Starting at the first line of the items and ending at the line that contains "positive clicks: (62, 12)", output those lines as a numbered list, leaving out any blank lines.
'''
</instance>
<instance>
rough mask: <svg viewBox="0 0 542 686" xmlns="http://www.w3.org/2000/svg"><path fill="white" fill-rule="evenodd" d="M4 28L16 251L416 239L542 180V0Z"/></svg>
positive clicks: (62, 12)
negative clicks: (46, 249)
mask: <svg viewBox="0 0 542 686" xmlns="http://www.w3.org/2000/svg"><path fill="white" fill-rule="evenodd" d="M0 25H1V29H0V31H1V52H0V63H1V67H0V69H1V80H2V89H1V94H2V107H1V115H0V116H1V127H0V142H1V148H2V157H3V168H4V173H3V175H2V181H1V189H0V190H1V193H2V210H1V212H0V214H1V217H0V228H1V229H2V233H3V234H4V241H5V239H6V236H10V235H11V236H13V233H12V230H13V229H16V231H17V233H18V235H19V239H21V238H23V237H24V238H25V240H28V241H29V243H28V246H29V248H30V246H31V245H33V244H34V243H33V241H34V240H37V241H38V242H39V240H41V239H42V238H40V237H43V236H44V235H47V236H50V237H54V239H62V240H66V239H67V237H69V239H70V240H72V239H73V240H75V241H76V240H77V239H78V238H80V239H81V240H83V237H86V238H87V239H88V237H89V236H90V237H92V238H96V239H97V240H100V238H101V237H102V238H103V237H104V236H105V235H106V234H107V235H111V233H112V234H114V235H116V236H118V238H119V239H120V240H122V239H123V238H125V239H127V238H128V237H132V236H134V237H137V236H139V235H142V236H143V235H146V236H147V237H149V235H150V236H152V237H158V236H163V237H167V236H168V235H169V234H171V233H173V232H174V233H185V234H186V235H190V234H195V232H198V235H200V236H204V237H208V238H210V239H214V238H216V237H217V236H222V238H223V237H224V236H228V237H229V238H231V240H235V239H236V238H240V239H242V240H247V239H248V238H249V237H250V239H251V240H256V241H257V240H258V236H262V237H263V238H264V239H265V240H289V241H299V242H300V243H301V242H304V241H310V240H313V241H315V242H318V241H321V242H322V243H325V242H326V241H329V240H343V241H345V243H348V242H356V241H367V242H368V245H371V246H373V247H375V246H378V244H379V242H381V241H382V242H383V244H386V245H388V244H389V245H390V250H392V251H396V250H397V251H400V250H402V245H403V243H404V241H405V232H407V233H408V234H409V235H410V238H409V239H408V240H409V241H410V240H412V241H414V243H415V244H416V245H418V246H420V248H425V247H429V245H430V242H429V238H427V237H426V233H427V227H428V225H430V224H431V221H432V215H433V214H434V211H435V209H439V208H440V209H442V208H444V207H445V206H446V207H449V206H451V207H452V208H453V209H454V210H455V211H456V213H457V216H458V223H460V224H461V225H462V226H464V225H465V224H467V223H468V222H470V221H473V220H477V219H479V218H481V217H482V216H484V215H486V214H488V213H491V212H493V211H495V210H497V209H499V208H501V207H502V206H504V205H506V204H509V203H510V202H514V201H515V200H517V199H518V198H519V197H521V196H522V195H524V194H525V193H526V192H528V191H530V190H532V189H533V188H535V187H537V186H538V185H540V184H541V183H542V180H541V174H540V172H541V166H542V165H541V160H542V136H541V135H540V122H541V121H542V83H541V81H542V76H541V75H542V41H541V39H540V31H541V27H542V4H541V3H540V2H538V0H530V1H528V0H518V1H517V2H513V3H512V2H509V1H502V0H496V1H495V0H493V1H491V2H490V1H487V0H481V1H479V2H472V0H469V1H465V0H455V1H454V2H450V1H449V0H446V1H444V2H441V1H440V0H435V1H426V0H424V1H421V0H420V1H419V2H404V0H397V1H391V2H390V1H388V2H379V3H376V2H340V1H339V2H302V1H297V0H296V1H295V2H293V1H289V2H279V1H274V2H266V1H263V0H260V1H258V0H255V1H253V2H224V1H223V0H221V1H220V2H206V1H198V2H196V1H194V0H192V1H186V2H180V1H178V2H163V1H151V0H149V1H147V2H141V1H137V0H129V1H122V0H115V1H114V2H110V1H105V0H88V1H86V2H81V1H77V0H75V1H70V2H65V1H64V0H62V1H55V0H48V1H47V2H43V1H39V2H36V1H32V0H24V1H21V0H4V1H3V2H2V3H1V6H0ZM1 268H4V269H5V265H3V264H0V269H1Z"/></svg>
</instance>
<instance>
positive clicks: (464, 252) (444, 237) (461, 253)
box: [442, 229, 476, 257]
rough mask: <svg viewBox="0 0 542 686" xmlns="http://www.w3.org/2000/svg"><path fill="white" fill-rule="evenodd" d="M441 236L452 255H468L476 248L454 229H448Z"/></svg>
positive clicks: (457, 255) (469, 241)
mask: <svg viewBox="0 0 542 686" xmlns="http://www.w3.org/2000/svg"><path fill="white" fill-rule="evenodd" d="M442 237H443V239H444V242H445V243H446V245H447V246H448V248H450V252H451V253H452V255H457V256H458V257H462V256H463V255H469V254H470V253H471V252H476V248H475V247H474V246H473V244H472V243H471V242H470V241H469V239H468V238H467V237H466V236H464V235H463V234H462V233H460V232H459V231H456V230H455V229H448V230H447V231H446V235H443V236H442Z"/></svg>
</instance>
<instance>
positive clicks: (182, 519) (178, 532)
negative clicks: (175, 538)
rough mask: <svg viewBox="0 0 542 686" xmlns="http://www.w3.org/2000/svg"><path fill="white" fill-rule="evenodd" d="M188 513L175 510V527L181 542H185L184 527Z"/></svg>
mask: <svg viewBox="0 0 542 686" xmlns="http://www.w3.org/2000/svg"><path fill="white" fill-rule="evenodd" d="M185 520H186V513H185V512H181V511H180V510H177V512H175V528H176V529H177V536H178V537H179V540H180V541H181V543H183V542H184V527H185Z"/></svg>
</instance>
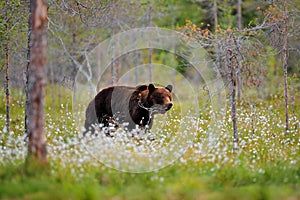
'''
Answer section:
1. </instance>
2. <instance>
3. rough mask: <svg viewBox="0 0 542 686" xmlns="http://www.w3.org/2000/svg"><path fill="white" fill-rule="evenodd" d="M4 28L16 251L416 239L542 180V0Z"/></svg>
4. positive clicks: (62, 12)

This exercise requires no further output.